- _ACTION ITEM_: Reproduce the passage on data science in sports, education and pharmaceuticals word for word, in full.

Even in-match strategies are now developed using data science. Coaches and analysts sit with computers throughout a game and adapt their team’s strategy in real time with models and the data fed to them.
Data Science famously contributed successfully to Germany’s victory at the football world cup in 2014, when individual and team data was analysed and used to adapt the team’s training practises and match tactics that enabled a huge improvement in performance.
Education
Next there’s Elearning, another new area. For example, universities and schools are using learning analytics to understand when students might need early intervention, whether they need extra support or to identify likely dropouts or failures.
Pharmaceutical Industry
A very important and topical domain where data science is used is the pharmaceutical sector. Even though data Science is a relatively new term, big data and statistical analysis has been used in the Pharma industry since at least the 1990s.
Biostatistics has been an integral part of clinical and pharma research, and because it is governed by regulators it is a mandatory part of the research process. Every clinical trial report must have a lot of biostatistics, hypothesis testing and statistical models in it.
Data science was critical in the research for Covid vaccines, where there has been a huge amount of statistical analysis. Even the sample size of patients and volunteers used for research is determined using data science.
Skills and Knowledge needed by Data Scientists
Maths and Statistics
The number one skill is definitely statistics and mathematics. There is no substitute for this. You don't need to have done theoretical statistics or mathematical studies, but you at least need to learn the basic concepts and practical aspects of these two subjects.

- _DATA BLOCK_:
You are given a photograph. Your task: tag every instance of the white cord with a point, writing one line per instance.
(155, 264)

- _PROBLEM SOLUTION_:
Even in-match strategies are now developed using data science. Coaches and analysts sit with computers throughout a game and adapt their team’s strategy in real time with models and the data fed to them.
Data Science famously contributed successfully to Germany’s victory at the football world cup in 2014, when individual and team data was analysed and used to adapt the team’s training practises and match tactics that enabled a huge improvement in performance.
Education
Next there’s Elearning, another new area. For example, universities and schools are using learning analytics to understand when students might need early intervention, whether they need extra support or to identify likely dropouts or failures.
Pharmaceutical Industry
A very important and topical domain where data science is used is the pharmaceutical sector. Even though data Science is a relatively new term, big data and statistical analysis has been used in the Pharma industry since at least the 1990s.
Biostatistics has been an integral part of clinical and pharma research, and because it is governed by regulators it is a mandatory part of the research process. Every clinical trial report must have a lot of biostatistics, hypothesis testing and statistical models in it.
Data science was critical in the research for Covid vaccines, where there has been a huge amount of statistical analysis. Even the sample size of patients and volunteers used for research is determined using data science.
Skills and Knowledge needed by Data Scientists
Maths and Statistics
The number one skill is definitely statistics and mathematics. There is no substitute for this. You don't need to have done theoretical statistics or mathematical studies, but you at least need to learn the basic concepts and practical aspects of these two subjects.